▶ **Your objective**
Continue the blog post below about midlife health and slowing down, starting after its last sentence.

▶ **Document extract**
=== Section Start ===

Weather: Summer’s come early! We’re bouncing around in the 70s and 80s. Drought conditions are not fun, though.
So I’ve fallen off posting here, but there have been numerous things going on that have made me set aside writing for a bit.
My age and health issues have caught up with me in the most ignominious fashion. Being a “woman of a certain age” means there are bodily and emotional changes that are happening right now, arriving with all the subtlety of a train wreck and the chaos of a zombie apocalypse. It ain’t pretty on any level.
Physically, I’m dealing with all sorts of random body aches, pains and system errors (thanks, hormones.) Emotionally, my anxiety has been showing up like random bear attacks out of the blue. Needless to say, my recent foray to the doctor resulted in new meds for my blood pressure and a second attempt at anxiety medication (it’s working this time! Whew!). After several months of feeling like crap and running the gauntlet with emotional and mental issues, I’m finally back on steady ground. It’s a weird relief not feeling like the earth is about to upend on you daily.
I’m pulling away from a lot of social media immersion, and doing more study and research. I hadn’t realized how much I’d fallen off reading until I did a small assessment of my “to be read” list of books and found the number was…disheartening. So I’m spending more time with my nose in a book rather than staring at a screen. FOMO is fading as the days go by.
Part of what fueled that shift was hearing a news report recently on aging, and it turns out that screen time, the rapid digestion of information and the resultant stress can actually cause your hippocampus (which handles learning and memory) to shrink. Reading and doing focused work, creative or otherwise, actually maintains it through building new neural pathways. The hippocampus is literally a “use it or lose it” structure in your brain, and there is some evidence that this shrinkage can lead to a higher chance of developing dementia. Needless to say, I fear that type of deterioration in my elder years, so I’m heading back to doing more things that keep my brain healthy rather than passively entertaining it. (I will err on the side of caution when it comes to these things.)
Another thing that has changed is that I’m utilizing patience much more these days. There is little that is “hair on fire” necessary or immediate happening right now. (Part of my annoyance with social media is the aspect that EVERYTHING is an immediate concern and OMG NEEDS TO BE DEALT WITH RIGHT NOW!) The doom scrolling stops here, as far as I’m concerned.
My rediscovery of my witchy roots is taking a front seat these days. I’m growing herbs, with the intent of using them for healing teas and in magical endeavors. I’m doing some deep research into ancestral practices and spending more time out doors, getting in touch with nature and the elements again. It’s balm to my soul to be honest. Music has also been helping. It’s amazing the meditative and healing energy you can get from the right piece of music. You never know what will speak to you.

=== Section End ===

▶ **Phrase grounding records**
=== Section Start ===

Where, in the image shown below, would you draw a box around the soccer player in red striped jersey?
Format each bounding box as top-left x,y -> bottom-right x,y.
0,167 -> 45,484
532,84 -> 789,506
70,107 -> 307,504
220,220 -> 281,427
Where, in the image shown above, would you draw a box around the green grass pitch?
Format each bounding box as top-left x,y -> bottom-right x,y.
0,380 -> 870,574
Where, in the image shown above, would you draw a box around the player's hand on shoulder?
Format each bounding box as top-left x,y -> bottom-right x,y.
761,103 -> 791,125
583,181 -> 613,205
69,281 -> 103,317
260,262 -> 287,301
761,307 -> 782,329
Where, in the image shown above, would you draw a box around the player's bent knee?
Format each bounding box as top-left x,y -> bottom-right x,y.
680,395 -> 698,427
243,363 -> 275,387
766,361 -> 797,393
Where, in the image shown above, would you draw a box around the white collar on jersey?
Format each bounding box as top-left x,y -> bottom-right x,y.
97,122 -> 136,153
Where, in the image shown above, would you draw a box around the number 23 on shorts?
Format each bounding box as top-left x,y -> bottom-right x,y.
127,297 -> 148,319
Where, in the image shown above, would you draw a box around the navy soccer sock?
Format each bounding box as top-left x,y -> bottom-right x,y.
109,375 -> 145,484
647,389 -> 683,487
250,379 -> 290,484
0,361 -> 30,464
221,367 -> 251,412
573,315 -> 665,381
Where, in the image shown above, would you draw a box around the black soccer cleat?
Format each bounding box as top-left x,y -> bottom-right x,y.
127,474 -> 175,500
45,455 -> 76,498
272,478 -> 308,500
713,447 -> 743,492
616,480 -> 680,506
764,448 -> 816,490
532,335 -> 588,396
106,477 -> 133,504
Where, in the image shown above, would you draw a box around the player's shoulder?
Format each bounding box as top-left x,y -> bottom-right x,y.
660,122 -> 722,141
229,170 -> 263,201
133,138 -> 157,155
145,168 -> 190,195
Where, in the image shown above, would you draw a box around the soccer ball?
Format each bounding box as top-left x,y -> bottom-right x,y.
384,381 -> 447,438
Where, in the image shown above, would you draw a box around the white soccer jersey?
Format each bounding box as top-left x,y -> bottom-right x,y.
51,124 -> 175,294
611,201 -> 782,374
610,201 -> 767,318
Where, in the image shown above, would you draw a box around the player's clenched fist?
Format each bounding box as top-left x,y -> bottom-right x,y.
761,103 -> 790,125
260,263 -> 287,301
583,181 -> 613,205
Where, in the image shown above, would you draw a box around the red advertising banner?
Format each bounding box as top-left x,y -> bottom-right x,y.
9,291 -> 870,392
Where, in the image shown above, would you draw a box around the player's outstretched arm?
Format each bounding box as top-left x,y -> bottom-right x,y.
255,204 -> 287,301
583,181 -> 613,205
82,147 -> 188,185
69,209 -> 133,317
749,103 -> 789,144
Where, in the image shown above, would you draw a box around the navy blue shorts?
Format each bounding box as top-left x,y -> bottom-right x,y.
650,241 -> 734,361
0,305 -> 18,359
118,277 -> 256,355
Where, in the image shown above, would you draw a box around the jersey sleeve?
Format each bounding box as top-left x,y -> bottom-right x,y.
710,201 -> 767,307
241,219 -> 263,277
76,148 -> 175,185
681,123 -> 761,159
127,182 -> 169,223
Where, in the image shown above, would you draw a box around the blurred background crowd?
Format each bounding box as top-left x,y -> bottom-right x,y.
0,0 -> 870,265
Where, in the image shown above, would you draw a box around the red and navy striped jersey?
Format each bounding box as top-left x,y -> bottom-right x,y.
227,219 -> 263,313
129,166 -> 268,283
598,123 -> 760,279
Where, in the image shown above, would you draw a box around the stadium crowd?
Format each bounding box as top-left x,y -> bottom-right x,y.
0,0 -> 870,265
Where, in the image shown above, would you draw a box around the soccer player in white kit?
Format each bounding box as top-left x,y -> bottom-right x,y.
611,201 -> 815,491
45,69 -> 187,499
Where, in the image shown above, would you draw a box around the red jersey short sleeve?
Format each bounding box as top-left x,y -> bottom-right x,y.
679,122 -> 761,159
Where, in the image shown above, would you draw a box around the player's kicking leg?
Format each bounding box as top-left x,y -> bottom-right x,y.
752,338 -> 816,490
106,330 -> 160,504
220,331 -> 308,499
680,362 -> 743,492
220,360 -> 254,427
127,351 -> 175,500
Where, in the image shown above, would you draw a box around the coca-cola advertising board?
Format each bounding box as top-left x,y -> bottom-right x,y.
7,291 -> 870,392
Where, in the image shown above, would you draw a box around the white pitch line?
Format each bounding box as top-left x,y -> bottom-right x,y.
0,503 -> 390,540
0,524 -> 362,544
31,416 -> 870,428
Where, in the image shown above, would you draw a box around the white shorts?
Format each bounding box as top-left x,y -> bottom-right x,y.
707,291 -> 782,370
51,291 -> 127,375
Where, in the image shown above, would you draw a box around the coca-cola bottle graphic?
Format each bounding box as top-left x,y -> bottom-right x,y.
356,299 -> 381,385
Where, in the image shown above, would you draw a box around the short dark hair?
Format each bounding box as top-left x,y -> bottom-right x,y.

=== Section End ===

▶ **Response to this task**
Transitions and transformations happen in a escalating way, usually building exponentially as you start putting more effort into them. Our minimization process in the house has led to us shedding several large chunks of our wardrobe and scaling back on things that have been gathering dust for years. I’m finding that my emotional attachment to things is much easier to dissolve than I thought, especially where worn out clothing is concerned. I’ve parted with t-shirts I’ve carried around for years, that were no better than rags, but I liked the image on the front, or it reminded me of some place or event that I had attended. If I hadn’t worn it in years, why did I still have it? Out it went. Books too. I’ve parted with books and movies and music….and haven’t batted an eye. I don’t need to keep it to remind me I enjoyed it. Especially if I haven’t cracked it out for a look in the past 6 years.
Trust me, I don’t fault anyone else who thinks I’m nuts or couldn’t do the same themselves. You have to be ready to do this sort of deep purge. And I am ready. If you’re not, there’s no criticism from me.
My entire intent with everything above is to get me pared back to who I am now, and to create space to explore that. The husbeast and I are not ones for living in the past or lugging our entire history around with us. We’re renovating the house to reflect who we are now. We’re ridding ourselves of outdated or unused things because other might find use in them. I don’t have enough hours in the day to read all the new books I have or watch all the unwatched films and shows that are waiting for me. When would I have time to re-read or re-watch 30+ years of books and films? Plus, I need to find time to create and market and new art and jewelry as well! Time is like a pie and the more pieces you carve it into, the less time you have to spend on each.
Travel is also in the near future for the husbeast and I. We haven’t taken a proper vacation for just the two of us in well over 10 years. It’s time. The pandemic is pretty much going away slowly, and with both of us fully vaccinated, it’s time to hit the road. We have a long list of places to go visit, some here in Michigan, others all across the country. We’re probably gonna dust off our passports soon as well, and go visit Canada and the mother countries (England, Ireland, Denmark, Sweden, Finland).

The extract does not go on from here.